- WHAT TO PRODUCE -
From the line with "Target: towel fold" through the line with "Target: buddha statue", inclusive, return each line of the data below exactly and leave the rest out.

- DATA SHOWN -
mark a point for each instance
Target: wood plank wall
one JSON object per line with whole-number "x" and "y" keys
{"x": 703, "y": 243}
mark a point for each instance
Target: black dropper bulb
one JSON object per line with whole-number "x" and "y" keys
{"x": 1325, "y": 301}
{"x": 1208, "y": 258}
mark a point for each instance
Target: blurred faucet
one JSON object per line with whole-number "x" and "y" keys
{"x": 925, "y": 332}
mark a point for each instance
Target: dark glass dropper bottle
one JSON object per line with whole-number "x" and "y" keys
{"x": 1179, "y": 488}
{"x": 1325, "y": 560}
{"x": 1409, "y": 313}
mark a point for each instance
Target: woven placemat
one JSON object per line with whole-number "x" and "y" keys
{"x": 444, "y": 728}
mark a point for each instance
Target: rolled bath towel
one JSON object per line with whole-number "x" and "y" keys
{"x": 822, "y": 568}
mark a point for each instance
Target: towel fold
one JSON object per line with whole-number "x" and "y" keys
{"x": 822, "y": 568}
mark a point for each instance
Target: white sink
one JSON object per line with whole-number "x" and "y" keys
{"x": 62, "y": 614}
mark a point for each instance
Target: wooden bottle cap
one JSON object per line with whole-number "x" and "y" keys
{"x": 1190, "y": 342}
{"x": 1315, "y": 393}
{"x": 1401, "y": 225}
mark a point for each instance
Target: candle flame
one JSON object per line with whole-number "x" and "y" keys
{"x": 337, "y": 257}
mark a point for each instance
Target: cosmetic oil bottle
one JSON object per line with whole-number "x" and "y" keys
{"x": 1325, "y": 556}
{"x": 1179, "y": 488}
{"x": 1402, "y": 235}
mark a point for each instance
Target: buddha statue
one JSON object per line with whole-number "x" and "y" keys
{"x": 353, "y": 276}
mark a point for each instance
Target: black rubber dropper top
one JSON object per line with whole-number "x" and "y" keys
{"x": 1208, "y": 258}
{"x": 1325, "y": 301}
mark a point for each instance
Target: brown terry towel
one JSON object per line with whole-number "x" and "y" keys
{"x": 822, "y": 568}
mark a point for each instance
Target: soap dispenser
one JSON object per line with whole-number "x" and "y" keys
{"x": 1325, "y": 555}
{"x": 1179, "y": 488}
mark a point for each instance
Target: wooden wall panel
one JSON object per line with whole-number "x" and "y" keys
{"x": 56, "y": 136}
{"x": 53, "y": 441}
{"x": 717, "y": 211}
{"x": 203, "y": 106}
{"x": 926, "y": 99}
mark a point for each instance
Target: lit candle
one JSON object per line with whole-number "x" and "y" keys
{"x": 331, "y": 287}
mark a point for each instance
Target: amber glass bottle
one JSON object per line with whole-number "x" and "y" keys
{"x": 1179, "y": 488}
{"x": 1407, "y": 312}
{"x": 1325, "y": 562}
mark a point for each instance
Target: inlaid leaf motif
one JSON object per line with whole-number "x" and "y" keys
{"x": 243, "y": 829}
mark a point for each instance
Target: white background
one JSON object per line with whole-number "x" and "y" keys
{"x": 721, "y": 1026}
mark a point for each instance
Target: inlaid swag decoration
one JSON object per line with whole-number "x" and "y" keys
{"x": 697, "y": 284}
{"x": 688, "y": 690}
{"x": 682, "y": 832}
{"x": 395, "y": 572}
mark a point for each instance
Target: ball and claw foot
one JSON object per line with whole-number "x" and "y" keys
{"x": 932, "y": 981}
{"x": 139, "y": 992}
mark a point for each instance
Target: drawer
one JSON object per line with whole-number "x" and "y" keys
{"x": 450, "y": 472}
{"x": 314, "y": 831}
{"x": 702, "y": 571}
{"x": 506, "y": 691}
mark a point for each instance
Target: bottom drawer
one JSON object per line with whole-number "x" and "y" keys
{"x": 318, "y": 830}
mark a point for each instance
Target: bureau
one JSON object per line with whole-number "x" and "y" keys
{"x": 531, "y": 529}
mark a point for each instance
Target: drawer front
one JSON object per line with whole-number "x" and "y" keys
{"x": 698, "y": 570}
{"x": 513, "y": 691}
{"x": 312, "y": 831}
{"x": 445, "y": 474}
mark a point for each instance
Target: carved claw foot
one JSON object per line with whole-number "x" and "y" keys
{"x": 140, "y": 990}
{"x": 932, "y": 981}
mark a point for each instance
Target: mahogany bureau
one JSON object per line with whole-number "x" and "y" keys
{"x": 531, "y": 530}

- RESPONSE TO THIS EXERCISE -
Target: towel fold
one JSON object per line with whole-number "x" and "y" keys
{"x": 822, "y": 568}
mark a point for each instance
Target: white sink
one JSON object per line with whole-number "x" and "y" keys
{"x": 62, "y": 614}
mark a point for each instance
Target: wooden bottle cap
one JSON object per line with whole-number "x" and "y" keys
{"x": 1190, "y": 342}
{"x": 1315, "y": 393}
{"x": 1401, "y": 225}
mark a point for each instance
Target: candle flame
one JSON object per line with whole-number "x" and "y" keys
{"x": 337, "y": 257}
mark a point for each instance
Target: cosmetic oil bottle
one JSON object per line with whole-number "x" and "y" keys
{"x": 1325, "y": 556}
{"x": 1179, "y": 488}
{"x": 1402, "y": 235}
mark a point for each instance
Target: buddha statue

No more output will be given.